-- Source extract start --
Last night I was playing Metal Gear Solid 4, and inadvertently quit without saving my progress in Act 4. This was depressing as I’d nearly completed the entire act (after about three and a half hours), and my last save is at the very beginning of the act. I’d picked up a deagle, a railgun, a 25-mm grenade launcher and 40,000 Drebin points along the way, and I really didn’t want to do it all again. Save early and save often, I guess. Oh well, I get to kill crying tiger again. And skip all the cutscenes. I’m starting to get really tired of cutscenes.

Oh, I went there. The cutscenes in MGS4 are boring and predictable. Flame on!

Whatever.

Frustrated, and well past one in the morning, I should have gone to bed. Sad thing was that I was still pretty wide awake, and I knew I wasn’t going to be able to fall asleep; I had that feeling I’d had the previous nightw hen I couldn’t sleep (was awake considering money issues, whether it makes sense to rent an apartment or not, and what my financial goals should be in the long run).

But I couldn’t sleep, in any event, so I started writing.

Three hours later, I gave up on what I was writing and went to bed. When I woke up this morning, I realized it’s something that I’ll never publish. The core of what I was debating was the theory of compensation packages and performance reviews (yes, it’s that time of year), with special attention to whether the two should be linked, and if so, how much of a link there should be. Having been exposed to several different systems over the years, I thought I was qualified to make some grand observation about the whole mess. I’ve chewed on this sort of stuff for a while, and written about it half a dozen times, if ou dig through the archives. It’s not that interesting, don’t bother.

I was able, first, to convince myself that the review process should be independent of the compensation process, and that its importance is in providing a framework for feedback, and feedback only. While the review might summarize the reasons for a compensation change, there is no link between the two. An implicit link shows up over time, but the two systems remain arbitrary and with out direct correlation.

Despite what seems like a dismissive summary, I did a good job of convincing myself that it all made sense in the end, given the expectation of a long tenure, faith in the system, and if the world turns out to be fair.
-- Source extract end --
-- Input records start --
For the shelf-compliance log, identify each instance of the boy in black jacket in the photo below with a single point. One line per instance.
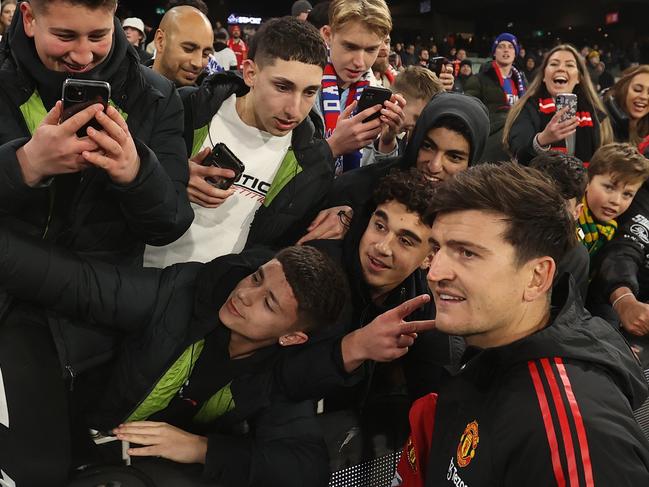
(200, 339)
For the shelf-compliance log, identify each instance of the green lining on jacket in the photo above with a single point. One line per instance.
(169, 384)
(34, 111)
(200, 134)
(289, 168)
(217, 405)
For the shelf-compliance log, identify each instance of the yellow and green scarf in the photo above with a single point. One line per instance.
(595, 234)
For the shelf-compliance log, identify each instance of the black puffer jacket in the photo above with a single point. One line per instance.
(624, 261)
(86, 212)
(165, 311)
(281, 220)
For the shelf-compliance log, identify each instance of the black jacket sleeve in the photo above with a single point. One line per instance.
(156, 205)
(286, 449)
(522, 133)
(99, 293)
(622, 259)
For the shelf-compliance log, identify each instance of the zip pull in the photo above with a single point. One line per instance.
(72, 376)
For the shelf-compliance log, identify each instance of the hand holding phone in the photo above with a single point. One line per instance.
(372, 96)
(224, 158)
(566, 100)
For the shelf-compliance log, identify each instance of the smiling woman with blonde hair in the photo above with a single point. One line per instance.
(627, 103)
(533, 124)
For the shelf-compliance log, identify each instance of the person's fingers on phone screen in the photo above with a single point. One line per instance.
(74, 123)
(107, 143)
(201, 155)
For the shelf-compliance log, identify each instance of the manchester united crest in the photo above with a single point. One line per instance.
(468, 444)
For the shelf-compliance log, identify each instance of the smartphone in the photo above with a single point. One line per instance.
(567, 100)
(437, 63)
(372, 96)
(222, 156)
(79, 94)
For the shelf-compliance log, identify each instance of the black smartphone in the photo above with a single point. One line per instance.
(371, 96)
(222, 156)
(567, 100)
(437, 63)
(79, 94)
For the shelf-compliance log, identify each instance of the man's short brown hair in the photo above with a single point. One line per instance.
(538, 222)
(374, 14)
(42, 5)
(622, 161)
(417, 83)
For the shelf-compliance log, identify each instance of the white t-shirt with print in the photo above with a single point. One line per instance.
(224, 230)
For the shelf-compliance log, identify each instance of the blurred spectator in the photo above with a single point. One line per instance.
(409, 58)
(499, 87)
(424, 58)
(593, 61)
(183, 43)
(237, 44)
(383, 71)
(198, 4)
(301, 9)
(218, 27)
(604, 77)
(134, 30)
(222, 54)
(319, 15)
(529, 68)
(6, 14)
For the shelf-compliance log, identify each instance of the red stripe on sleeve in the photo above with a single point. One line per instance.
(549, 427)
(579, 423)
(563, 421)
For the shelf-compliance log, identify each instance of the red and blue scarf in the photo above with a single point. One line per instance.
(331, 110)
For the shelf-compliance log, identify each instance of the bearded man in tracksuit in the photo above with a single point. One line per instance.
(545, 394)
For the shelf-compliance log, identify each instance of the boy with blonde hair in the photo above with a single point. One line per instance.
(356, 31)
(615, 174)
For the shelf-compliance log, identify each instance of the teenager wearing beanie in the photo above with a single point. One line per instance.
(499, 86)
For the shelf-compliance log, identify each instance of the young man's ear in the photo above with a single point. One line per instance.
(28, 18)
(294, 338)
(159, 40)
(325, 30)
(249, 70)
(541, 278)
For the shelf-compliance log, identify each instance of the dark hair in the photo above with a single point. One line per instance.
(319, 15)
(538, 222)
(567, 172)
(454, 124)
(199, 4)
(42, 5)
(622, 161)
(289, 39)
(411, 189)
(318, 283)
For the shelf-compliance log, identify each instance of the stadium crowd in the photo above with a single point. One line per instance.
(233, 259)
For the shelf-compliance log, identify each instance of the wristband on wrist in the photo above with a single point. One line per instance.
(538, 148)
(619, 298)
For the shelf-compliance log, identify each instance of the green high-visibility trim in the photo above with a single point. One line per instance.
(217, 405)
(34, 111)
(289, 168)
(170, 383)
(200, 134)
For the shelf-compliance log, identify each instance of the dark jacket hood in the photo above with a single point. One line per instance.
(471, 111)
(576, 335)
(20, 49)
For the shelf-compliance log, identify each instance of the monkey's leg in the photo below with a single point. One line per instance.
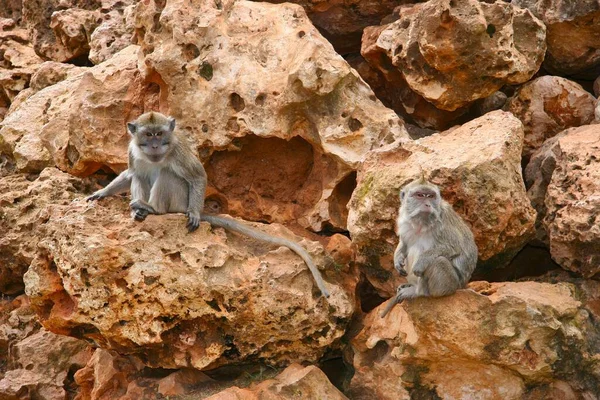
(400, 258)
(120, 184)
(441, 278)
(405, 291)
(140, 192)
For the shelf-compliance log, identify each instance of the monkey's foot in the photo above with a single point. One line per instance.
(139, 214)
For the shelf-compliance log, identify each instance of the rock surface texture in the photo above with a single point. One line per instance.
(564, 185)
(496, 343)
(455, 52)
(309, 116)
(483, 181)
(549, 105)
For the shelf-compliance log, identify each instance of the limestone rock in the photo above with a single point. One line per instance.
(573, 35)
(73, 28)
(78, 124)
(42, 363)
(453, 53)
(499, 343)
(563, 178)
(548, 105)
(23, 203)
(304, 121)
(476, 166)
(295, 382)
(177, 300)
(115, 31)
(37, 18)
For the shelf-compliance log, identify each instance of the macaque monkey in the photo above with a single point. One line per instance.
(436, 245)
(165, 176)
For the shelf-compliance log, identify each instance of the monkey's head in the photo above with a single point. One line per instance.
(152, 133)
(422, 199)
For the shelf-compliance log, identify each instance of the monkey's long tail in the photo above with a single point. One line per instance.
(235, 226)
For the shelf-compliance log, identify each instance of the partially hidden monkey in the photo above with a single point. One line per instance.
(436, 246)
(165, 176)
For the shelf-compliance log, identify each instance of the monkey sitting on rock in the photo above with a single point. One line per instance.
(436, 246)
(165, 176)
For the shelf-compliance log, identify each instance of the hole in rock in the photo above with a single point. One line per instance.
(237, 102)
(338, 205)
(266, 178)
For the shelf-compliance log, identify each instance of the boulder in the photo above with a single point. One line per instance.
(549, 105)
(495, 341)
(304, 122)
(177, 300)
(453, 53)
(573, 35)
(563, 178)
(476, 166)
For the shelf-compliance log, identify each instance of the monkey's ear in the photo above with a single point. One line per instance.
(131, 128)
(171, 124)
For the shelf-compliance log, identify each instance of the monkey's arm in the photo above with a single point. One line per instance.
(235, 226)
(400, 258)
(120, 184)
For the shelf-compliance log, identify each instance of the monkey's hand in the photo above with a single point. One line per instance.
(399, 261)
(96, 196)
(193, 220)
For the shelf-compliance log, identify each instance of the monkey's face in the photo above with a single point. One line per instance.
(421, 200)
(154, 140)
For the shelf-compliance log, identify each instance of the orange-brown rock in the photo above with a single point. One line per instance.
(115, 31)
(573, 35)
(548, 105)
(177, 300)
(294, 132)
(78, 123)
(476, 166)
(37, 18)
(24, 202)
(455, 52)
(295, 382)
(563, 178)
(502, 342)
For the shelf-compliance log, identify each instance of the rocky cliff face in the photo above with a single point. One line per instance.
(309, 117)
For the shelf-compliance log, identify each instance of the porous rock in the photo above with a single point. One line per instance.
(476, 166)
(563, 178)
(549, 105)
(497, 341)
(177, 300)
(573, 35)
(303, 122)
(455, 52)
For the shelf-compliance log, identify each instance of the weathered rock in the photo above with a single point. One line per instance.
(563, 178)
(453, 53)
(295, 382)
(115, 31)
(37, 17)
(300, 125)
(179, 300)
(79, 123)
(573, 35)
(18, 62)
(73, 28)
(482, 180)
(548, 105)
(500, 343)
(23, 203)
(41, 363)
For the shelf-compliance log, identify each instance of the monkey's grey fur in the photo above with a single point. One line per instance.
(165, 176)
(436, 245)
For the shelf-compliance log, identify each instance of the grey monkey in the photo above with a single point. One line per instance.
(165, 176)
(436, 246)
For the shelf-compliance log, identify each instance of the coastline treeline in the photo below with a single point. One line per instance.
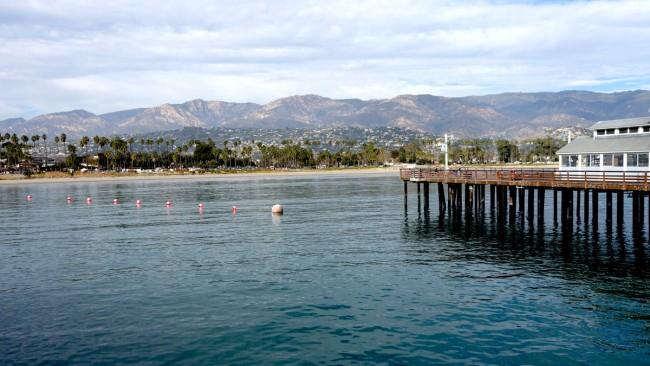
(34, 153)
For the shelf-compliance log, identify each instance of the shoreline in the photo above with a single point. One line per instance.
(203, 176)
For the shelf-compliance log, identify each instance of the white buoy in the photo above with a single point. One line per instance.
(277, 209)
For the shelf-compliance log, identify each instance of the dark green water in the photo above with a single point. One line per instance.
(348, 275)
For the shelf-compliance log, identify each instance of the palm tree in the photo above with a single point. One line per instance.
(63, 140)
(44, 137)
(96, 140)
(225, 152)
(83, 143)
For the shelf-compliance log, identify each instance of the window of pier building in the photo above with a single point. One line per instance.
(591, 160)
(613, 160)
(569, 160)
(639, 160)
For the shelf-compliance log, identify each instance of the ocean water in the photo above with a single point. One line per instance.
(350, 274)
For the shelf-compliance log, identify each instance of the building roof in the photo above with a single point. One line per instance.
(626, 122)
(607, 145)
-- Input records end --
-- Input records start --
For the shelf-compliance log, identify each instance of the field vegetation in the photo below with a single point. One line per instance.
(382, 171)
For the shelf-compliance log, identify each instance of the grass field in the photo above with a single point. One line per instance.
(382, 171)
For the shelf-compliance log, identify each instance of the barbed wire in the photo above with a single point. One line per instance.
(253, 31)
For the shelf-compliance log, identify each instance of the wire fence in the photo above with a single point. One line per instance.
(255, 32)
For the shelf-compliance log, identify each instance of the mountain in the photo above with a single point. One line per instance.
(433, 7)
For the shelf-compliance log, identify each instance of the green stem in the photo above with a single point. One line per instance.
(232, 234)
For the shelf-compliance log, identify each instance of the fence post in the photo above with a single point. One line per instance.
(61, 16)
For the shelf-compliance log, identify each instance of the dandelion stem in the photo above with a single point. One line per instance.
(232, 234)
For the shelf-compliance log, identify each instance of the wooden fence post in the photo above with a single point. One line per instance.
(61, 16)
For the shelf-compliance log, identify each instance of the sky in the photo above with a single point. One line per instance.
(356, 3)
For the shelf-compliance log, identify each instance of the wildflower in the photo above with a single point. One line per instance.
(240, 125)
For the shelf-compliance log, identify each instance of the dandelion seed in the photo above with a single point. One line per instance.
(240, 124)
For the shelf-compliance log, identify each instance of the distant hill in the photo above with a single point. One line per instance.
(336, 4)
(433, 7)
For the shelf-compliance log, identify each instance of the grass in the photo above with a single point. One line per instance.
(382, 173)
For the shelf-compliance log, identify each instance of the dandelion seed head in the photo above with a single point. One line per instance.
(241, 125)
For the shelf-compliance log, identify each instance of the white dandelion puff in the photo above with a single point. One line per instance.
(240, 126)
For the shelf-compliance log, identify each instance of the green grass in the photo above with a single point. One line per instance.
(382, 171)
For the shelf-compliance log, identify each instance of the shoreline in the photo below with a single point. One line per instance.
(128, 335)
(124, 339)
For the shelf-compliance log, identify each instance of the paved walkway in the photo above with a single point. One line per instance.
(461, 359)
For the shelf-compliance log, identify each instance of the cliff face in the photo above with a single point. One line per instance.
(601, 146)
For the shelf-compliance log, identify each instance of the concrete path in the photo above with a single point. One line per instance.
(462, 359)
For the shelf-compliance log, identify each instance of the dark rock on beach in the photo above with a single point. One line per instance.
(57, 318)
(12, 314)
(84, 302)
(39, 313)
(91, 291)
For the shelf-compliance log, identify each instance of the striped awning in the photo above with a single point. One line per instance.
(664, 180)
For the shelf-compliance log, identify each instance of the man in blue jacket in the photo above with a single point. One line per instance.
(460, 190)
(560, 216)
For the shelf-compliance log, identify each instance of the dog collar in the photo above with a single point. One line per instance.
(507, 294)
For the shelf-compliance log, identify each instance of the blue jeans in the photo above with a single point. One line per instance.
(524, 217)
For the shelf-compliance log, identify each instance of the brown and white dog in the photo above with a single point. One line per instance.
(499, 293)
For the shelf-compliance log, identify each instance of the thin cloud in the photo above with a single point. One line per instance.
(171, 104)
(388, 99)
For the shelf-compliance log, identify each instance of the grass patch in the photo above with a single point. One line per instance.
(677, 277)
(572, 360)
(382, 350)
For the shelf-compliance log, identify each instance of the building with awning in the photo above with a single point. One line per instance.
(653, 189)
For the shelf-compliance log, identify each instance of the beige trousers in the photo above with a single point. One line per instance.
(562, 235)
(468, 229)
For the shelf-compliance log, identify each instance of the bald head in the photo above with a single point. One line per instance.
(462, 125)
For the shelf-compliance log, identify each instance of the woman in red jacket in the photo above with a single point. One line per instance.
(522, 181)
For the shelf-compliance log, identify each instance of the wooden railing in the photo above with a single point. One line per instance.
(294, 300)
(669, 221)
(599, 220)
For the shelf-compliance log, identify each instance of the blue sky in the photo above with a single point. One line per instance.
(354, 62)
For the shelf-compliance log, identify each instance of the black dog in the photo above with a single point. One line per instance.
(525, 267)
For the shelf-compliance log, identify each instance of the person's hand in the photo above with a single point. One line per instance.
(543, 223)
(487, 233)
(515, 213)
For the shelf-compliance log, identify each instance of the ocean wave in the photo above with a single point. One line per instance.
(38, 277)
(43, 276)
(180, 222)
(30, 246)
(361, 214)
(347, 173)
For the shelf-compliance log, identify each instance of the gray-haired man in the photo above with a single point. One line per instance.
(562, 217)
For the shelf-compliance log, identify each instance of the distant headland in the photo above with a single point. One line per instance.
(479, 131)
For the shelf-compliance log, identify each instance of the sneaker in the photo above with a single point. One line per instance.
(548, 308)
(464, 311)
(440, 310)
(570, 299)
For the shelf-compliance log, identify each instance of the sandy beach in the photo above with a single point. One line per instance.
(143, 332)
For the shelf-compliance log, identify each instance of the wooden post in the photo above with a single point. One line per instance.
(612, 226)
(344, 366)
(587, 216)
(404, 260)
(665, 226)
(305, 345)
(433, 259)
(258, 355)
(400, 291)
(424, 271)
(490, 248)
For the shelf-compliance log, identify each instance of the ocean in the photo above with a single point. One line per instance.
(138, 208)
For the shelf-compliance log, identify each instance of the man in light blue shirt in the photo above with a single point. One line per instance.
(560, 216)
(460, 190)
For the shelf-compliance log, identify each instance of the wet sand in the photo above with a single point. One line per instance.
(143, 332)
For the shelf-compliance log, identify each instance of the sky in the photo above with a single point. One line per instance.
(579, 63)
-- Input records end --
-- Input records start --
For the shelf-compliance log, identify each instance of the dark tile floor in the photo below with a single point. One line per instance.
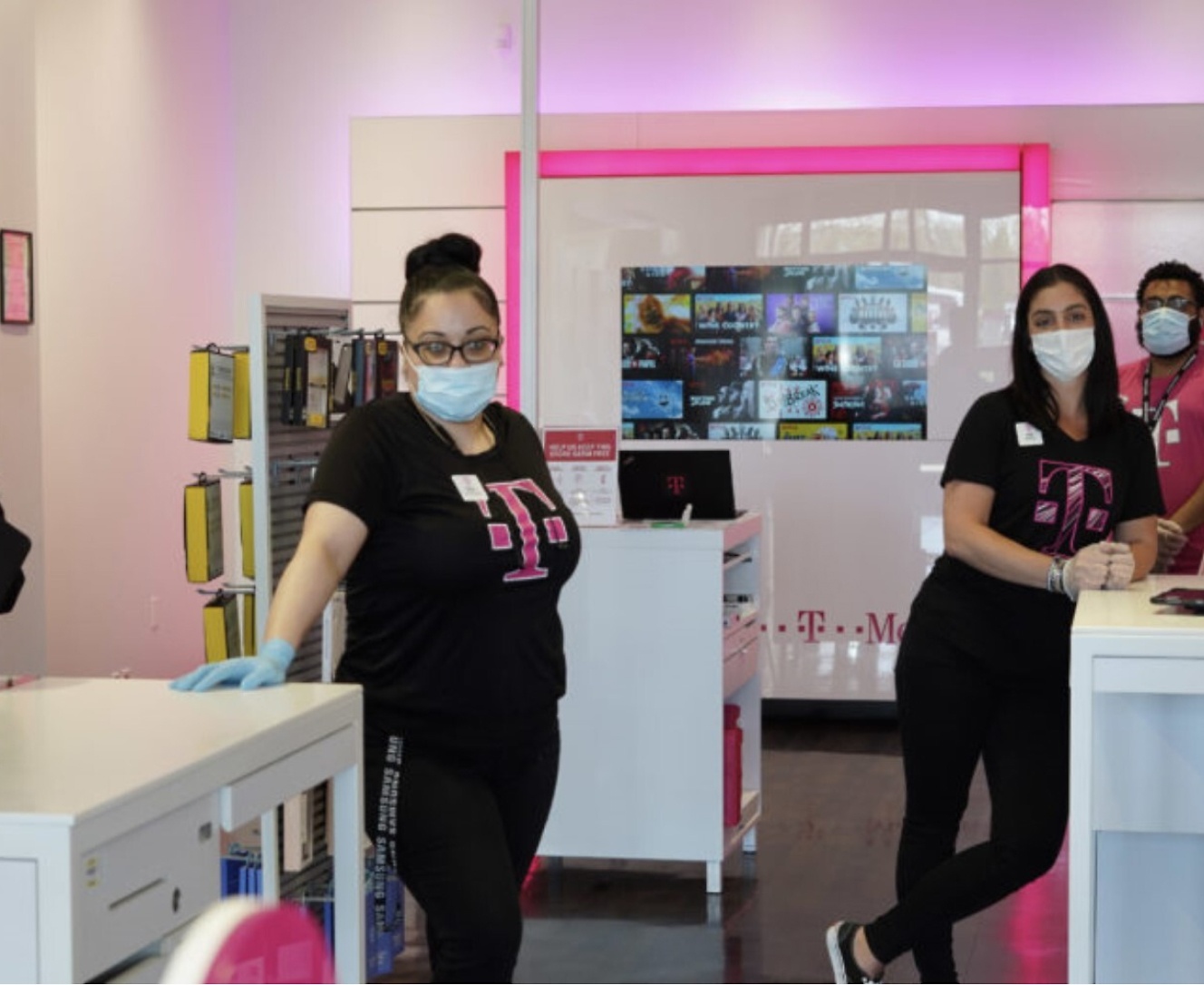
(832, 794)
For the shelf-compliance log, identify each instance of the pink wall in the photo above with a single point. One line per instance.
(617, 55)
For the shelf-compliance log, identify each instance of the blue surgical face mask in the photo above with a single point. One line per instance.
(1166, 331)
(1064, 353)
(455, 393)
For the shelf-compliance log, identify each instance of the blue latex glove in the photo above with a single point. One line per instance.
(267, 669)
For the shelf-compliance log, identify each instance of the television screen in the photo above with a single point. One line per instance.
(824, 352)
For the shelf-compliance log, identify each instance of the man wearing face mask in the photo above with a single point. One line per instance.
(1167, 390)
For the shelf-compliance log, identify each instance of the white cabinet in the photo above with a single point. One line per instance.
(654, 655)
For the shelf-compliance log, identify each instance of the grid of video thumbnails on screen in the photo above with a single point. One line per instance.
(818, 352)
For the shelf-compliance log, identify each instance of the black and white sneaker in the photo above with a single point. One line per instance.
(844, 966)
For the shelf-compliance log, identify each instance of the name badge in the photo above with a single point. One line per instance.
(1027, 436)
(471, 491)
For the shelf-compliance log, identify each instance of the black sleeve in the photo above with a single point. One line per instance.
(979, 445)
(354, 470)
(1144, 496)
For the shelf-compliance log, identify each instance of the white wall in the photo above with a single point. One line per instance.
-- Input records end --
- _Your tasks_
1. According to the excerpt, how many Drebin points had the writer collected during Act 4?
2. Pick out every row that contains the word "ocean", and treat uppercase and lowercase as different.
The excerpt and the rows have no connection to each other.

- _Answers by task_
1. 40,000 Drebin points.

2.
For the shelf-compliance log, identify each instance of the ocean water in the photo above with a single point. One line per instance.
For the shelf-compliance log, identify each instance of the ocean wave in the photo above with a single point. One line per instance.
For the shelf-compliance log, identify each instance of the ocean in the photo above with a single point. One line per instance.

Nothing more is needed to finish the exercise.